— begin —
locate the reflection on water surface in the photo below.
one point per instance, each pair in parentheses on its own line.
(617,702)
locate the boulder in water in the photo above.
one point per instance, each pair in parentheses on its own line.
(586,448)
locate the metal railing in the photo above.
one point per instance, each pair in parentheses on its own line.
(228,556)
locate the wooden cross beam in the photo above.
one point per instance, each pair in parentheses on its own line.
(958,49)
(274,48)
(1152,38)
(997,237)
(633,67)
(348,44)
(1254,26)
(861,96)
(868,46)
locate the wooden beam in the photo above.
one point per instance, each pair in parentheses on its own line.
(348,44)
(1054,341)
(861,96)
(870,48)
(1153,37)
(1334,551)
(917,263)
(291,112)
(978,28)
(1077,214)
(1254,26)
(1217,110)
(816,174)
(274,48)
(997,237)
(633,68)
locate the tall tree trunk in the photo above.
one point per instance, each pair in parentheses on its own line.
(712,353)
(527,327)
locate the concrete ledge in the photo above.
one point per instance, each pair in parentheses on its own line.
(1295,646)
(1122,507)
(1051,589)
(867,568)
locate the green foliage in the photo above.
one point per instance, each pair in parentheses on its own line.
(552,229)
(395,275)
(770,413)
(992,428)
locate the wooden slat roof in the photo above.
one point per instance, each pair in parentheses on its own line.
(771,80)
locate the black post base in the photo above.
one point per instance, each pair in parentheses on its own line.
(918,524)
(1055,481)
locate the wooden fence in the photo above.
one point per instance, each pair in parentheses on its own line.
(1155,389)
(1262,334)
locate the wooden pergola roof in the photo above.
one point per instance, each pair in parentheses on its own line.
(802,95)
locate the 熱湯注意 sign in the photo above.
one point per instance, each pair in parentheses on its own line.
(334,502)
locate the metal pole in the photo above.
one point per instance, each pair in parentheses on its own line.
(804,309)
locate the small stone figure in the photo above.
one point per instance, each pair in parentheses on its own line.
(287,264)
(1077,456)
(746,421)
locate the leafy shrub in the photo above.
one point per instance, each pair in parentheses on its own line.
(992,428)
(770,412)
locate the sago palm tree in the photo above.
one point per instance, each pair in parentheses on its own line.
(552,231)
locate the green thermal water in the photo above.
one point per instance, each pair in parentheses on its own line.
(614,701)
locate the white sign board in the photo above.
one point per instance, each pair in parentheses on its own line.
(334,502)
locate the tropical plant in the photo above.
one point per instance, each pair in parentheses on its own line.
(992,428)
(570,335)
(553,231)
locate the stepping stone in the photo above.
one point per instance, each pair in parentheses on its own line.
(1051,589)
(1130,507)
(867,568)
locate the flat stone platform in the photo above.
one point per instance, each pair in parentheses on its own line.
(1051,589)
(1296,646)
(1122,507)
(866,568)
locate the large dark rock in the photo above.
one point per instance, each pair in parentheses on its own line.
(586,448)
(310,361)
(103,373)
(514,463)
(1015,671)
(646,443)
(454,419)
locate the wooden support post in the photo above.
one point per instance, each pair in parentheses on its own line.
— end —
• **Exercise**
Return all of the data precisely as it appears.

• **Task response**
locate the reflection on water surface in the photo below.
one point per instance, each pair in parentheses on its own line.
(617,702)
locate the boulder in water in the photo above.
one point per instance, each pair in parentheses on its own line.
(586,448)
locate the metal railing in the photo above.
one point per instance, each pair in parentheses on its own line.
(228,556)
locate the wooden cross beam in the photo above.
one point per instance, each pair in parentheses on its own line.
(958,49)
(274,48)
(1152,38)
(997,237)
(633,67)
(348,44)
(1254,26)
(861,96)
(868,46)
locate the wooden beam in the photo above.
one point per instance, each pair in parentheses on its own line.
(348,44)
(1054,341)
(861,96)
(870,48)
(1153,37)
(1334,551)
(917,263)
(291,112)
(978,28)
(1077,214)
(1254,26)
(1217,110)
(816,174)
(274,48)
(997,237)
(633,68)
locate the tall tree trunk in the photo above.
one point per instance, each pair in parentheses on its own line.
(712,353)
(527,327)
locate the concrete ledge in the photo above.
one point per instance, each pair in parentheses on its own line.
(1295,646)
(1122,507)
(1051,589)
(867,568)
locate the green foliage in the photo above.
one point per instance, each pair in parentheses on its own line.
(552,229)
(395,275)
(770,413)
(992,428)
locate the wooden slat roof in the photo above.
one point per instance, each pair in parentheses on its own line.
(771,80)
locate the black post base in the photo above.
one point per instance, each pair in parentheses on its own line.
(918,524)
(1055,481)
locate the wooden fence in the photo above.
one point per instance, each pair in parentheses on its own line.
(1155,389)
(1262,334)
locate the wooden pergola roof in the photo above.
one point per instance, each pair in parentheses on its own line.
(802,95)
locate the 熱湯注意 sign in the photo above.
one point per instance, each pair in parentheses on its own line.
(334,502)
locate the metal pole in the photo above.
one point per instance, each pair in parentheses on its own line.
(804,309)
locate the small stone figure in the photo above.
one point per instance, each pair in parentheses on its own line.
(287,264)
(1077,456)
(746,421)
locate the leafy shrub in the photo above.
one point per instance, each pair in parentheses on its own line.
(992,428)
(770,412)
locate the sago palm tree in the photo above.
one point per instance, each pair in parentheses on its own line.
(552,231)
locate the green thermal water in the photo above.
one point per instance, each pair in parentheses on its own line.
(614,701)
locate the white sign board in the photo above.
one point per instance, each pair in parentheses on its own line.
(334,502)
locate the tropical plant in the photo above.
one point per instance, each pair in parentheses on its own line.
(992,428)
(570,335)
(553,231)
locate the stepping stone in the photo above.
one point per instance, each pair in parentheses on its own line.
(1051,589)
(1130,507)
(867,568)
locate the flat stone platform in the photo above.
one point per instance, each pair in parentheses on its own line.
(1051,589)
(1296,646)
(1122,507)
(866,568)
locate the large dark rock in the photo above.
one point per instance, each pair in parentheses on its own line.
(586,448)
(310,361)
(103,373)
(514,463)
(1015,671)
(646,443)
(454,419)
locate the wooden support post in the photo above.
one point per instance, each pair in parentheses on its own line.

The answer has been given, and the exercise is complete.